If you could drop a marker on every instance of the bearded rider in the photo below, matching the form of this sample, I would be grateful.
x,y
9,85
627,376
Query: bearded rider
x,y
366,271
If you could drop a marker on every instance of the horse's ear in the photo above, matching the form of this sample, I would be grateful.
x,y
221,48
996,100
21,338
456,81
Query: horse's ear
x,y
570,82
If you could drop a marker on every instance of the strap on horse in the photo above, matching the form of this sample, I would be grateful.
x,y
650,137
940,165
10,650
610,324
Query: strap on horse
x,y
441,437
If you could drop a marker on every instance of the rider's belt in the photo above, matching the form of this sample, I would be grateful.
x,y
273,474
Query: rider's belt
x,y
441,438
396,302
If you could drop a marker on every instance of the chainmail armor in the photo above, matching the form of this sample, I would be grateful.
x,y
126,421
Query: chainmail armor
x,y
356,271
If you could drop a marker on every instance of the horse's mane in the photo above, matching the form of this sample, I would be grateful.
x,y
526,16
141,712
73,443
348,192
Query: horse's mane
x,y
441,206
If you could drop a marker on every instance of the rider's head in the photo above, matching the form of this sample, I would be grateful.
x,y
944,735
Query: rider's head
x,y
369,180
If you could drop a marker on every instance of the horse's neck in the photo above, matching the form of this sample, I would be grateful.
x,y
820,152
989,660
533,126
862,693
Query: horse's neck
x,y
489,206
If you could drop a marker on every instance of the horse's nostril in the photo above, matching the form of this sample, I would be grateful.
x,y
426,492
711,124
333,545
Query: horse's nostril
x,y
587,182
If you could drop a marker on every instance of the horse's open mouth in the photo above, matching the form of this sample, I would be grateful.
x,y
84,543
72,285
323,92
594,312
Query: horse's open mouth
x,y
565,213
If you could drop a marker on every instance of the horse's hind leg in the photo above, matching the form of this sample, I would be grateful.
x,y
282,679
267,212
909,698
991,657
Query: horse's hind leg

------------------------------------------------

Written task →
Repeat, exactly and only, the lines above from the one containing "the horse's nostril" through the end of the material.

Task answer →
If you could drop a marker on every instance of the horse's nostril in the photo above, matching the form of this sample, I would be grateful.
x,y
426,492
711,124
333,545
Query: horse's nostril
x,y
587,182
If you could drop a marker on every instance of the horse's open mouth in the photo above, matching the form of this sample, I would be grateful.
x,y
84,543
72,285
323,92
594,312
Query: horse's open mouth
x,y
565,213
If you could drop a marker on every instance of the horse's hind leg in the photo above, matching the form of this sample, I would be grateful.
x,y
282,679
267,212
909,698
991,657
Query: horse's hind leg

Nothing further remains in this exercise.